==== Records provided ====

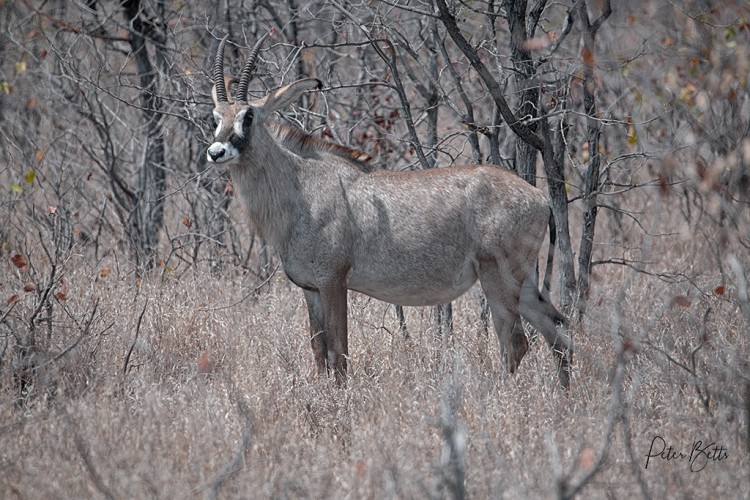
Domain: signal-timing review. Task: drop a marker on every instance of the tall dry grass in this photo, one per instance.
(191, 382)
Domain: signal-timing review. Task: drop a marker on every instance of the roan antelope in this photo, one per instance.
(413, 238)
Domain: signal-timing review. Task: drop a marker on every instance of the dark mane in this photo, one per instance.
(308, 146)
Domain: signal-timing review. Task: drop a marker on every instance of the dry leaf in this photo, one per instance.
(682, 301)
(205, 363)
(588, 459)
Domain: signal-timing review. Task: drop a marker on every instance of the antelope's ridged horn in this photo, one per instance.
(219, 83)
(247, 70)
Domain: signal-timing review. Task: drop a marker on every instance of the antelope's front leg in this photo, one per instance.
(318, 335)
(333, 298)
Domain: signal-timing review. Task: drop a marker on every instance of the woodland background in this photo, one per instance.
(150, 347)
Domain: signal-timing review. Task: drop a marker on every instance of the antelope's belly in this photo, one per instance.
(413, 283)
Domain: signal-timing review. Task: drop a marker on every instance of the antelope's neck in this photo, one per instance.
(268, 182)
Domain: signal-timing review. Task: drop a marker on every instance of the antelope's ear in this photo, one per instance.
(228, 81)
(286, 95)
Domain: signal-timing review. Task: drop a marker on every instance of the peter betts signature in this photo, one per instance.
(701, 454)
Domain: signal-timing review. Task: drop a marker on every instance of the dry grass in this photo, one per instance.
(217, 397)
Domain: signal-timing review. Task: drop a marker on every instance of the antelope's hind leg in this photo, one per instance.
(546, 318)
(502, 291)
(318, 337)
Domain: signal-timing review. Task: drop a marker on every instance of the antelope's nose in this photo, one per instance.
(215, 152)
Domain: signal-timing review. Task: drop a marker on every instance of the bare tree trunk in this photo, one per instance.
(147, 214)
(591, 181)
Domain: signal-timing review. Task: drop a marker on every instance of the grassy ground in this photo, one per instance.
(191, 383)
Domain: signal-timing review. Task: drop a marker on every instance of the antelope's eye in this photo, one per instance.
(217, 122)
(248, 119)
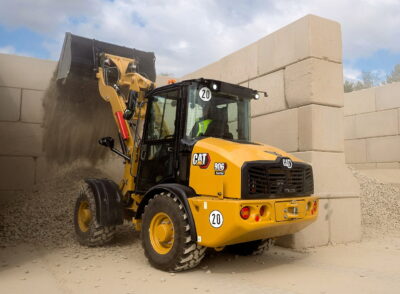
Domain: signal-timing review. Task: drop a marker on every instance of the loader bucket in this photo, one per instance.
(75, 114)
(80, 58)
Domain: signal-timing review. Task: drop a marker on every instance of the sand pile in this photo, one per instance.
(44, 216)
(380, 206)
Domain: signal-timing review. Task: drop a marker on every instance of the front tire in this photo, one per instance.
(87, 229)
(166, 237)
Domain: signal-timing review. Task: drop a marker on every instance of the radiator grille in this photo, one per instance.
(272, 180)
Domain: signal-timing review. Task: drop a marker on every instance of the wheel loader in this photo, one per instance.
(193, 179)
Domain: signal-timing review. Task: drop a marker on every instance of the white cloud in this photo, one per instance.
(186, 35)
(351, 73)
(8, 50)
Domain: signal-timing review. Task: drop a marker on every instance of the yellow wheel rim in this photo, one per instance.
(161, 233)
(84, 216)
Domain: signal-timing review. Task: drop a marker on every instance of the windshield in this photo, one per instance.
(217, 114)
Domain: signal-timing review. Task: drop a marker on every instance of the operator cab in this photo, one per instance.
(181, 114)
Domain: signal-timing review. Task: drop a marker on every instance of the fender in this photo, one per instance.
(180, 191)
(109, 211)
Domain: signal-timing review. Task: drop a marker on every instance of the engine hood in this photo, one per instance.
(216, 165)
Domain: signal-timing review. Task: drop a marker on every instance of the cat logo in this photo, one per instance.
(201, 159)
(287, 162)
(219, 168)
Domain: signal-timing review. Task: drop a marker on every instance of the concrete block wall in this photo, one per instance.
(23, 81)
(372, 127)
(300, 66)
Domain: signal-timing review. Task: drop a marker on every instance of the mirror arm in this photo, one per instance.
(116, 151)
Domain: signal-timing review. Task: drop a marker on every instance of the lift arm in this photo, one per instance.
(125, 77)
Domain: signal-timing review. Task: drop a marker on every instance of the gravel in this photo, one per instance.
(44, 215)
(380, 206)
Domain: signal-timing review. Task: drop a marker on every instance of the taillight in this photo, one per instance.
(262, 210)
(315, 207)
(245, 212)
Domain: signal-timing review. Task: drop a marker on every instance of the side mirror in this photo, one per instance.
(107, 142)
(130, 105)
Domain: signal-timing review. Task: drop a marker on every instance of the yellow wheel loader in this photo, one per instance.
(193, 179)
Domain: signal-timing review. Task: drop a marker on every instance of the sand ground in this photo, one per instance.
(371, 266)
(39, 254)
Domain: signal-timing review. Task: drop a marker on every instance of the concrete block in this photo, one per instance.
(25, 72)
(398, 117)
(320, 128)
(10, 104)
(345, 220)
(316, 234)
(314, 81)
(279, 129)
(388, 96)
(350, 127)
(20, 139)
(274, 86)
(16, 173)
(361, 101)
(163, 80)
(32, 106)
(211, 71)
(332, 177)
(241, 65)
(368, 165)
(325, 38)
(375, 124)
(388, 165)
(383, 149)
(355, 151)
(310, 36)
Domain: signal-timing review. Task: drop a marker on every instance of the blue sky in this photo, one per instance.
(187, 35)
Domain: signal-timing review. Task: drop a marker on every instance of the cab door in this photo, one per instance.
(158, 150)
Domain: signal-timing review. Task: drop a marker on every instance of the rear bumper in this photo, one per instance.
(232, 229)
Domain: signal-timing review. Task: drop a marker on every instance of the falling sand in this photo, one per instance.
(76, 117)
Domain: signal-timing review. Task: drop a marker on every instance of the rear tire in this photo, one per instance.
(257, 247)
(87, 229)
(166, 237)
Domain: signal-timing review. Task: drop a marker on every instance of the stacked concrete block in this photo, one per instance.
(372, 127)
(22, 84)
(300, 66)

====

Your task. What is needed is an exact copy of the data, without any pictures.

Solution below.
Domain: signal-timing review. Task: drop a marker on every instance of the tall dry grass in this photo, one per instance.
(191, 382)
Domain: signal-timing review. Task: drop a marker on every instance of the roan antelope in this photo, one per instance.
(413, 238)
Domain: signal-timing review. Task: drop a marker on every instance of the dark mane in this photo, one per instance.
(308, 146)
Domain: signal-timing review. Task: drop a marker on every instance of the dry leaf in this photo, one per instance.
(682, 301)
(205, 363)
(588, 459)
Domain: signal-timing review. Task: drop a marker on every instance of the antelope's ridged horn in this photo, one per instance.
(219, 83)
(247, 70)
Domain: signal-timing review. Task: drop a marker on every instance of the antelope's front leg in this photo, one per instance.
(318, 335)
(333, 298)
Domain: signal-timing review. Task: drop a marker on every instance of the woodland background in this photo, one per instance.
(150, 347)
Domain: signal-timing review. Task: drop a marker on every instance of the antelope's belly in this photo, one per instance.
(413, 283)
Domain: signal-timing review. Task: drop a marker on every instance of the antelope's neck in this photo, one per instance.
(268, 182)
Domain: signal-timing review. Task: drop a marker on every instance of the antelope's ear in this photo, one per instance.
(228, 81)
(286, 95)
Domain: signal-timing review. Task: drop a marker on every instance of the peter betts signature in this photo, one per instance.
(701, 454)
Domain: signal-timing review. Task: drop a marker on every instance of the dry grass in this photo, one per instance.
(217, 397)
Domain: signal-timing review. Task: drop a marker on every instance of the antelope's hind leg in this photo, one per instance.
(546, 318)
(502, 291)
(318, 337)
Domain: signal-timing review. Task: drop a marker on every instance of the antelope's nose in this photo, one per instance.
(215, 152)
Domain: signal-timing review. Task: drop a marker on every instance of the bare tree trunk in this photo, one per instance.
(147, 214)
(591, 181)
Domain: signal-timing review. Task: drop a marker on every instance of the grassy ground in this photo, one per instance.
(191, 383)
Domain: signal-timing review. Task: drop a marker on every instance of the antelope's eye in this photo, one per instance.
(217, 122)
(248, 119)
Domain: signal-timing review. Task: drop a marker on every instance of the loader bucket in this photo, one per instance.
(75, 114)
(80, 58)
Domain: signal-timing review. Task: drop a marker on every instance of the sand pile in this photo, one per instance.
(44, 216)
(380, 206)
Domain: signal-timing review. Task: drop a marker on every instance of the front tire in this photo, one per instance.
(87, 229)
(166, 237)
Domain: signal-timing review. Task: drop a marker on every instance of the radiator grille in this photo, one per instance.
(272, 180)
Domain: signal-timing review. Task: drop a marker on every instance of the wheel loader in this photo, one per instance.
(193, 179)
Domain: signal-timing review. Task: drop a marker on every instance of the white cloud in this photo, one per instance.
(186, 35)
(351, 73)
(8, 50)
Domain: signal-timing review. Task: drop a marker on every instance of the yellow wheel rim in this photo, one per instance.
(161, 233)
(84, 216)
Domain: signal-timing review. Task: drop a marker on every instance of the windshield in this photo, one per instance.
(217, 114)
Domain: signal-timing review. Task: drop a marker on every instance of the operator cab in this photo, one per instance.
(181, 114)
Domain: signal-timing review. Task: drop a marker on every instance of the fender in this photo, one per instance.
(180, 191)
(109, 211)
Domain: signal-timing review. Task: drop a marker on every instance of the engine hood in this photo, one per instance.
(216, 165)
Domain: signal-timing review. Task: drop a marker on every instance of the cat logo in this photo, one per instance.
(201, 159)
(287, 162)
(219, 168)
Domain: signal-timing review. Task: drop a marker on every instance of the concrete block wall in this photo, one per instance.
(23, 81)
(372, 127)
(300, 66)
Domain: signal-timing review. Task: drop a marker on every instance of the mirror arm in this photo, one per instance.
(116, 151)
Domain: signal-timing review. Task: drop a marker on every instance of the lift arm in this photo, one per instance.
(125, 77)
Domain: signal-timing review. Task: drop a marker on every instance of the gravel in this photo, one per instance.
(44, 215)
(380, 206)
Domain: signal-timing review. Task: drop a marker on every instance of the taillight in this photo, one per instance.
(262, 210)
(315, 207)
(245, 212)
Domain: signal-timing review. Task: drop a marker on every instance of the side mirror in this photo, one per instance.
(107, 142)
(130, 105)
Domain: signal-timing review. Task: drop a marker on every instance of the yellow wheel loader in this photo, one per instance.
(193, 179)
Domain: signal-timing review. Task: drop a marker on every instance of the sand ground in this photo, one per instance.
(371, 266)
(39, 254)
Domain: signal-timing review. Task: drop a marker on every instance of the concrete block in this photo, one per instance.
(25, 72)
(398, 117)
(320, 128)
(10, 104)
(345, 220)
(316, 234)
(314, 81)
(279, 129)
(388, 96)
(350, 127)
(20, 139)
(274, 86)
(16, 173)
(361, 101)
(163, 80)
(32, 106)
(211, 71)
(332, 177)
(241, 65)
(368, 165)
(325, 38)
(375, 124)
(388, 165)
(383, 149)
(355, 151)
(310, 36)
Domain: signal-timing review. Task: drop a marker on every instance of the blue sky in this photo, one per instance.
(187, 35)
Domain: signal-timing review. Task: drop a marker on every instance of the cab door in this photo, one per instance.
(158, 150)
Domain: signal-timing review. Task: drop a marker on every instance of the rear bumper in this photo, one per instance.
(232, 229)
Domain: signal-timing review. Task: drop a marker on every instance of the falling sand in this photo, one per instance.
(76, 117)
Domain: signal-timing review. Task: drop a marker on every instance of the rear tire in this photo, one per instance.
(257, 247)
(87, 229)
(166, 237)
Domain: signal-timing review. Task: drop a marker on every instance of the stacked concrete block in this photo, one per instance.
(372, 127)
(22, 84)
(300, 66)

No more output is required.